Point-per-instance localization data
::::

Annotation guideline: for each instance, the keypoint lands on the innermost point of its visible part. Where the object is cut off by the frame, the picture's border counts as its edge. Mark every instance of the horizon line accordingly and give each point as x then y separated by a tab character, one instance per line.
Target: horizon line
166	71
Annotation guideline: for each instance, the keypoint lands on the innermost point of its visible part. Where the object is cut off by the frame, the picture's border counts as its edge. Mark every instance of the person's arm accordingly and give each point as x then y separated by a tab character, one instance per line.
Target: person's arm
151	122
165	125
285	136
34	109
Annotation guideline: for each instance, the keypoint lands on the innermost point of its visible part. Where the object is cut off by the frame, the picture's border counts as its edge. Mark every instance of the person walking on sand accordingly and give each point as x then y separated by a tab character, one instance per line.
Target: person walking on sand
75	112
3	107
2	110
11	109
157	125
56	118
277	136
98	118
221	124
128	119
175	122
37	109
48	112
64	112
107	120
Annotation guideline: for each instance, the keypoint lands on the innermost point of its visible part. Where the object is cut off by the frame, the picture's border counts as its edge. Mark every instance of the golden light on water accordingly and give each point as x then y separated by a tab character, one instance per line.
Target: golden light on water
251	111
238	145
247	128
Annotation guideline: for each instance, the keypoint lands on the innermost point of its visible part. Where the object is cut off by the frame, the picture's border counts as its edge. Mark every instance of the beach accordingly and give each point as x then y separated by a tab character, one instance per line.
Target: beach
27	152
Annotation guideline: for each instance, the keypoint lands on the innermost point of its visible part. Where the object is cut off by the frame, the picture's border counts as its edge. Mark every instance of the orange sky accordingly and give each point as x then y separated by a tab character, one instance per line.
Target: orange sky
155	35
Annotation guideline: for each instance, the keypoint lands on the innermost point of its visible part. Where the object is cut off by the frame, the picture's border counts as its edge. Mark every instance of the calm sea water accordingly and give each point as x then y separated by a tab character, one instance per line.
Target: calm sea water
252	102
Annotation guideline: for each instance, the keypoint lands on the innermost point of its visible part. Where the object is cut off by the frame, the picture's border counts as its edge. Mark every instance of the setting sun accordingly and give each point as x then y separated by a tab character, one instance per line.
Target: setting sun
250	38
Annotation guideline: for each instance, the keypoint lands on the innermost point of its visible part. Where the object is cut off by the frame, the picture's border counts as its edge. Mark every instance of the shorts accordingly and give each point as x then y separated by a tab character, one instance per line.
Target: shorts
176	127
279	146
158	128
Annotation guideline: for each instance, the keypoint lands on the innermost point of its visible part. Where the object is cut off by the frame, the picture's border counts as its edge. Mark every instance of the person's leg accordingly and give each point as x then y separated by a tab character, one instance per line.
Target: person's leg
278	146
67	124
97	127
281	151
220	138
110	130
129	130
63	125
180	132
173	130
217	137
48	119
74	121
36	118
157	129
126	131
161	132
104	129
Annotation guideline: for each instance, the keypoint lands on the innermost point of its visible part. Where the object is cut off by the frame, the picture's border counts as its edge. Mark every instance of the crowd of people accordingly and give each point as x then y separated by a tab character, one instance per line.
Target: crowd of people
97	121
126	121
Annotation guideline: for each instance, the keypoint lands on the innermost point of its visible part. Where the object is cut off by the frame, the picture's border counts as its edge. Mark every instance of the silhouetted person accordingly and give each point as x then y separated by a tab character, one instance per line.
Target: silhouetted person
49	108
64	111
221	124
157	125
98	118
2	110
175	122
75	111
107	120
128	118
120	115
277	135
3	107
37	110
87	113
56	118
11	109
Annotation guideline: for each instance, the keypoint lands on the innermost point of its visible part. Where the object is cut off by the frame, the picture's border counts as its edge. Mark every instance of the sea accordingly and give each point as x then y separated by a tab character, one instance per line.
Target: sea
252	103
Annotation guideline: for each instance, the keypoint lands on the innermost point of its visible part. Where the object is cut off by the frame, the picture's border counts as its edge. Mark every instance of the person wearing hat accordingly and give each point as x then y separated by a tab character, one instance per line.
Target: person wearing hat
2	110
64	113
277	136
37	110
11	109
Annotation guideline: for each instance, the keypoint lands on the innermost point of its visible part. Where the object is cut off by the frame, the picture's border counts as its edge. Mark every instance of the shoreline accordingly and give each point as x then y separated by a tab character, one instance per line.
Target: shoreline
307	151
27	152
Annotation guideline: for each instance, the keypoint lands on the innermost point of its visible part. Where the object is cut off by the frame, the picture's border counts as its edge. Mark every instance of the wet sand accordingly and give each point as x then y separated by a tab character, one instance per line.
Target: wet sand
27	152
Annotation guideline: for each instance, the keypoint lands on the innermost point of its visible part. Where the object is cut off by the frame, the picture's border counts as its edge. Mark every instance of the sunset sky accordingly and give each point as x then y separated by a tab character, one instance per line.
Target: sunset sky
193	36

::::

> _WORK ORDER_:
Take the entries above and copy them out exactly.

> _EXERCISE OUTPUT_:
Annotation guideline: for each instance, the keypoint lands on the innermost point of its visible part. Where the object is cut off by the frame, the picture's border counts as its edge. Mark every instance of the horizon line accordingly and give each point as x then y separated by a tab character, one instance per line.
Target: horizon line
166	71
Annotation guideline: for each instance, the keypoint lands on the innermost point of its visible part. Where the object is cut off by the frame, the picture's border counts as its edge. Mark every instance of the person's arm accordingly and give each point as x then y separated by a tab character, one instance per line.
Target: person's arm
151	122
165	125
285	136
34	109
Annotation guideline: for each instance, the keypoint lands on the innermost point of its visible part. Where the object is cut off by the frame, the picture's border counts as its edge. Mark every instance of the person walking on sand accordingly and give each point as x then y separated by a tab character, one instance per line.
Target: person walking on sand
75	112
3	107
2	110
11	109
157	125
56	118
277	136
98	118
221	124
128	119
175	122
37	109
48	112
64	112
107	120
Annotation guideline: for each instance, the keypoint lands on the innermost point of its visible part. Where the object is cut off by the frame, the picture's border counts as its edge. Mark every instance of the golden light on water accordingly and give each point as x then y separated by a tab character, one instance per line.
Target: golden light on water
251	111
238	145
247	128
Annotation guideline: for each instance, the keypoint lands on the innermost point of its visible part. Where the object is cut off by the frame, the picture's border counts as its edge. Mark every instance of the beach accordingly and give each point as x then y separated by a tab character, one instance per line.
Target: beach
27	152
Annotation guideline: for each instance, the keypoint lands on the innermost point of its visible part. Where the object is cut off by the frame, the picture's border counts as its edge. Mark every instance of the orange sky accordingly and give each point as x then y separated by a tab character, one instance per line.
Target: orange sky
155	35
Annotation guideline: for each instance, the keypoint lands on the innermost point of its visible part. Where the object is cut off by the frame, the picture's border counts as its edge. Mark every instance of the calm sea water accordingly and give each point as x then y separated by a tab character, one instance per line.
Target: calm sea water
252	102
Annotation guideline: for each instance, the keypoint lands on the innermost point of its visible part. Where the object is cut off by the frame, the picture's border counts as its edge. Mark every instance of the setting sun accordingly and give each point as x then y separated by a tab character, one instance per line.
Target: setting sun
250	38
Annotation guideline: for each instance, the keypoint lands on the innermost point of its visible part. Where the object is cut off by the frame, the picture's border counts as its edge. Mark every instance of the shorts accordingly and give each point as x then y separated by a tab character, one instance per line.
Target: shorts
176	127
279	146
158	128
Annotation guideline: for each instance, the keypoint lands on the innermost point of its visible part. Where the object is cut off by the frame, the picture's border counts as its edge. Mark every instance of the person's leg accordingly and give each point as x then y separated by a tab character, one instance per line.
Target: person's leg
278	146
67	124
97	127
281	151
220	138
110	130
129	130
63	125
180	132
173	130
217	137
48	119
74	121
36	118
157	129
126	131
161	132
104	129
Annotation guideline: for each instance, the keypoint lands on the innermost point of its visible part. Where the object is cut off by the frame, the picture's border counts as its edge. Mark every instance of the crowd of people accordingly and give each point as x then y separated by a tab character, one instance per line.
Target: crowd of people
97	121
126	121
Annotation guideline: for each instance, the keypoint lands on the innermost point of its visible part. Where the object is cut off by the frame, the picture's border counts as its edge. Mark every instance of the silhouetted person accordingly and give each point as x then y separated by a tab character, one instance per line.
Target: silhouetted person
49	108
64	111
221	124
157	125
98	118
2	110
175	122
75	111
107	120
128	118
120	115
277	135
3	107
37	110
87	113
56	118
11	109
Annotation guideline: for each instance, the keypoint lands on the innermost point of its visible part. Where the object is cut off by the frame, the picture's border counts as its edge. Mark every instance of the sea accordingly and give each point as x then y separated by a tab character, one instance per line.
Target: sea
252	103
Annotation guideline: for each instance, the keypoint lands on the innermost point of its visible part. Where the object is cut off by the frame, the picture's border counts as its edge. Mark every instance of the person wearing hat accordingly and give each point as x then y separated by a tab character, one instance per line.
Target: person wearing hat
2	110
64	113
277	136
37	110
11	109
Annotation guideline: for each instance, the keypoint lands on the innermost point of its visible part. Where the object is cut off by the frame, the picture's border counts as its edge. Mark every instance of the shoreline accordingly and give each point as x then y separated by a tab character, one instance per line.
Target: shoreline
307	151
27	152
Annotation guideline: for each instance, the keypoint lands on the innermost point of its visible part. Where the object is cut off by the frame, the picture's border counts as its edge. Mark every instance of the wet sand accordingly and give each point as x then y separated by a tab character, one instance per line.
Target: wet sand
27	152
Annotation guideline: for each instance, the keypoint lands on the innermost point of its visible part. Where the object is cut off by the frame, the picture's border counts as its edge. Mark every instance of the sunset sky accordingly and give each point as x then y separated by a tab character, one instance per line.
Target: sunset sky
193	36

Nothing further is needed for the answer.